[Data listing]

"""

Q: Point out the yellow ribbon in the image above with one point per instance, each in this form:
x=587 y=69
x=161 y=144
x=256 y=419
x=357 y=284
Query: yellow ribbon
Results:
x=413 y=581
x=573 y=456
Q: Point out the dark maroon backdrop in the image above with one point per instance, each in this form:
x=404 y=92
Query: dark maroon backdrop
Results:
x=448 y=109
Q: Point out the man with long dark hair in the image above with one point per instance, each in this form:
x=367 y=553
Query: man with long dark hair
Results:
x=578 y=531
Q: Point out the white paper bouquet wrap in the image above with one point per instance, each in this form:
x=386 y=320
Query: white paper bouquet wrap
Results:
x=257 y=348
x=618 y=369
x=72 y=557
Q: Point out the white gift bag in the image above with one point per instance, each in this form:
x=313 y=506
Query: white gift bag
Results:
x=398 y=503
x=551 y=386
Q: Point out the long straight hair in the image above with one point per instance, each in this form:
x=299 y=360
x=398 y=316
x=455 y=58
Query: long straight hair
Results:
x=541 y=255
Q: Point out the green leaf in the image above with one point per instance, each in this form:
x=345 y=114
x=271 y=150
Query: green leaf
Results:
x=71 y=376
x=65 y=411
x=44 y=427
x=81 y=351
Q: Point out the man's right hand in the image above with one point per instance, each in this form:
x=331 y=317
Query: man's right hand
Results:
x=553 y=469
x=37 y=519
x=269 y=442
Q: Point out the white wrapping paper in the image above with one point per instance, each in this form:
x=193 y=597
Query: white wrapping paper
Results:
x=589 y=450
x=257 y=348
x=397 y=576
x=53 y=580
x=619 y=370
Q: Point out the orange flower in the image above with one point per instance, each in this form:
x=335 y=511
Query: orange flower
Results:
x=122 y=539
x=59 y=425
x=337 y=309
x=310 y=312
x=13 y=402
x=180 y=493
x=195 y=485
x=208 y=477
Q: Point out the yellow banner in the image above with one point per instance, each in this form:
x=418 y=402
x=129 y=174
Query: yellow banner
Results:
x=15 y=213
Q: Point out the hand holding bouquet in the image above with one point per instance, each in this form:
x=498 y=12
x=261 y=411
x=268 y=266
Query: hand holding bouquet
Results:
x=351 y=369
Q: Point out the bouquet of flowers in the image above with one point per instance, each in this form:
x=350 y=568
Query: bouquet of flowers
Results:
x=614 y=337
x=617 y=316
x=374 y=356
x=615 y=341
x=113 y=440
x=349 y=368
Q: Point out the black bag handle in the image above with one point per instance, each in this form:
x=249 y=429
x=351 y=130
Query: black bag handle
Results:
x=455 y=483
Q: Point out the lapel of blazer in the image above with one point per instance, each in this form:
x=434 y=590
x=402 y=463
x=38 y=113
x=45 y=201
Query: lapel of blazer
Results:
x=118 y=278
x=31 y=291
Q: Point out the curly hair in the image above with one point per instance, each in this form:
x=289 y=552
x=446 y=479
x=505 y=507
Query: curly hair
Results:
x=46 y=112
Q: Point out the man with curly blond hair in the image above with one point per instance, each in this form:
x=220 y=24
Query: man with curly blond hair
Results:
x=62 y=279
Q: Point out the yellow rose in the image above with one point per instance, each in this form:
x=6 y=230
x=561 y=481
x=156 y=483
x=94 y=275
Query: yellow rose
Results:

"""

#### Aim of the task:
Reproduce the material from the line containing "Q: Point out the bouquet" through the line containing "x=349 y=368", both lines included. Shift every x and y coordinate in the results by adding 129, and leave the request and its sample point unchanged.

#### Full answer:
Q: Point out the bouquet of flowers in the image above with one point per instance, each in this form:
x=350 y=568
Query: bouquet of flowers
Results:
x=743 y=466
x=746 y=445
x=503 y=485
x=744 y=470
x=242 y=569
x=478 y=497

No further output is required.